[Segmentation mask data]
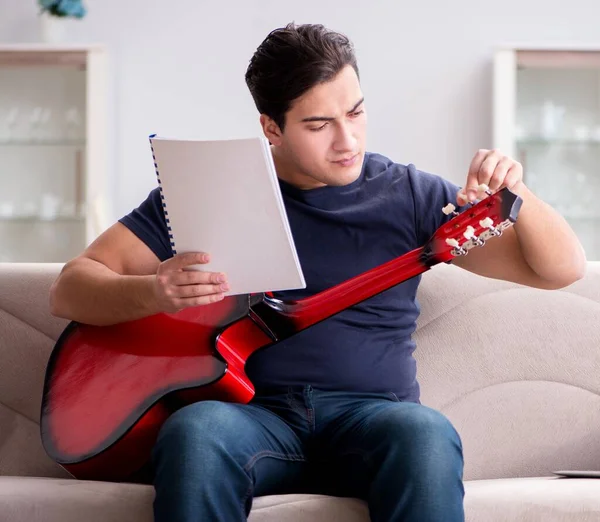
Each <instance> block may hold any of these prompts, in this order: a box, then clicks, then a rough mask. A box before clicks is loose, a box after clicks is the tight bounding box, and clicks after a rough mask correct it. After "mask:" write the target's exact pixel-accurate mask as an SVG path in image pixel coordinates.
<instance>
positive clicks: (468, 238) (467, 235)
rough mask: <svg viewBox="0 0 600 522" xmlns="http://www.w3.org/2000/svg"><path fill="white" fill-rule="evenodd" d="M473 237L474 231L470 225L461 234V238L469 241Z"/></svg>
mask: <svg viewBox="0 0 600 522" xmlns="http://www.w3.org/2000/svg"><path fill="white" fill-rule="evenodd" d="M474 235H475V229H474V228H473V227H472V226H471V225H469V226H468V227H467V229H466V230H465V231H464V232H463V236H465V238H466V239H471V238H472V237H473V236H474Z"/></svg>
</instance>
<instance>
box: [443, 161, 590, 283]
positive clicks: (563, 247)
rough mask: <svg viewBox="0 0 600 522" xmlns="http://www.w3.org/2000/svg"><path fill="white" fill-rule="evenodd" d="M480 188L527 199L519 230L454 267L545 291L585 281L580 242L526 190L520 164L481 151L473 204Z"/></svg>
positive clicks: (473, 167)
mask: <svg viewBox="0 0 600 522" xmlns="http://www.w3.org/2000/svg"><path fill="white" fill-rule="evenodd" d="M480 183H485V184H487V185H489V187H490V189H491V190H493V191H496V190H499V189H500V188H502V187H505V186H506V187H508V188H509V189H510V190H512V191H513V192H514V193H516V194H517V195H519V196H520V197H521V198H522V199H523V205H522V207H521V211H520V212H519V216H518V218H517V223H516V224H515V226H514V227H511V228H509V229H508V230H506V231H505V232H504V234H503V235H502V236H501V237H498V238H493V239H490V240H489V241H488V242H487V243H486V245H485V247H483V248H474V249H471V250H470V251H469V253H468V255H466V256H464V257H458V258H455V259H454V261H453V264H455V265H456V266H459V267H461V268H464V269H466V270H469V271H470V272H474V273H476V274H479V275H482V276H486V277H491V278H495V279H504V280H507V281H514V282H516V283H520V284H523V285H527V286H532V287H536V288H544V289H556V288H563V287H565V286H568V285H570V284H571V283H574V282H575V281H577V280H578V279H581V278H582V277H583V275H584V273H585V270H586V257H585V252H584V250H583V247H582V246H581V243H580V241H579V240H578V238H577V236H576V235H575V233H574V232H573V230H572V229H571V227H570V226H569V225H568V223H567V222H566V221H565V220H564V218H563V217H562V216H560V214H558V213H557V212H556V211H555V210H554V209H552V207H550V206H549V205H547V204H546V203H544V202H543V201H542V200H540V199H539V198H538V197H536V196H535V195H534V194H533V193H532V192H531V191H530V190H529V189H528V188H527V187H526V186H525V184H524V183H523V181H522V168H521V165H520V164H519V163H517V162H516V161H514V160H512V159H510V158H506V157H503V156H502V155H501V154H500V153H499V152H498V151H479V152H478V154H477V155H476V156H475V158H474V159H473V162H472V163H471V168H470V170H469V176H468V178H467V184H466V186H465V191H466V194H467V196H470V197H469V199H472V197H473V194H474V193H475V189H476V187H477V185H478V184H480ZM461 203H464V201H461Z"/></svg>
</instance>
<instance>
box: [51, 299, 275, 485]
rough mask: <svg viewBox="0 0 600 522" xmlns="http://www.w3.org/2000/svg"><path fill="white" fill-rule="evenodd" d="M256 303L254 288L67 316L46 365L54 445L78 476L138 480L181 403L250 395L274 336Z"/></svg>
mask: <svg viewBox="0 0 600 522" xmlns="http://www.w3.org/2000/svg"><path fill="white" fill-rule="evenodd" d="M248 311H249V304H248V296H234V297H228V298H226V299H224V300H223V301H221V302H219V303H215V304H214V305H210V306H203V307H195V308H190V309H187V310H183V311H181V312H179V313H177V314H157V315H154V316H150V317H147V318H144V319H140V320H137V321H131V322H128V323H122V324H117V325H112V326H110V327H100V326H90V325H83V324H77V323H71V324H69V326H68V327H67V328H66V329H65V331H64V332H63V334H62V335H61V337H60V338H59V340H58V342H57V343H56V346H55V348H54V351H53V352H52V356H51V358H50V361H49V363H48V368H47V371H46V380H45V383H44V394H43V399H42V415H41V420H40V426H41V432H42V440H43V443H44V447H45V449H46V451H47V453H48V454H49V455H50V456H51V457H52V458H53V459H54V460H55V461H56V462H58V463H59V464H60V465H61V466H62V467H64V468H65V469H66V470H67V471H68V472H69V473H71V474H72V475H73V476H75V477H77V478H81V479H92V478H93V479H97V480H111V481H124V480H132V477H135V474H136V473H138V472H140V470H141V469H142V468H143V467H144V465H146V464H147V463H148V460H149V456H150V453H151V450H152V447H153V446H154V443H155V441H156V437H157V435H158V432H159V430H160V427H161V426H162V424H163V423H164V422H165V420H166V419H167V418H168V417H169V416H170V415H171V414H172V413H173V412H174V411H176V410H177V409H179V408H181V407H183V406H185V405H187V404H190V403H192V402H196V401H199V400H209V399H214V400H223V401H229V402H240V403H246V402H248V401H249V400H250V399H251V398H252V397H253V395H254V389H253V387H252V384H251V383H250V381H249V380H248V378H247V376H246V374H245V373H244V364H245V361H246V358H247V357H248V356H249V355H250V354H251V353H252V352H253V351H254V350H256V349H258V348H260V347H262V346H265V345H268V344H270V343H271V342H272V341H271V338H270V337H268V336H267V335H266V334H265V333H264V332H263V330H261V329H260V328H259V327H258V326H257V325H256V323H255V322H254V321H253V320H252V319H251V318H250V317H249V316H248ZM233 346H235V347H236V349H235V351H234V350H233V349H232V347H233Z"/></svg>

## [What the task requires]
Beginning at the line with "positive clicks: (468, 238) (467, 235)" and stopping after the line with "positive clicks: (563, 247)", please write out every line of the data above exactly and nothing else.

## [Result of the exercise]
positive clicks: (468, 238) (467, 235)
rough mask: <svg viewBox="0 0 600 522" xmlns="http://www.w3.org/2000/svg"><path fill="white" fill-rule="evenodd" d="M473 237L474 231L470 225L461 234V238L469 241Z"/></svg>
mask: <svg viewBox="0 0 600 522" xmlns="http://www.w3.org/2000/svg"><path fill="white" fill-rule="evenodd" d="M474 235H475V229H474V228H473V227H472V226H471V225H469V226H468V227H467V229H466V230H465V231H464V232H463V236H465V238H466V239H471V238H472V237H473V236H474Z"/></svg>
</instance>
<instance>
box: [443, 161, 590, 283]
positive clicks: (563, 247)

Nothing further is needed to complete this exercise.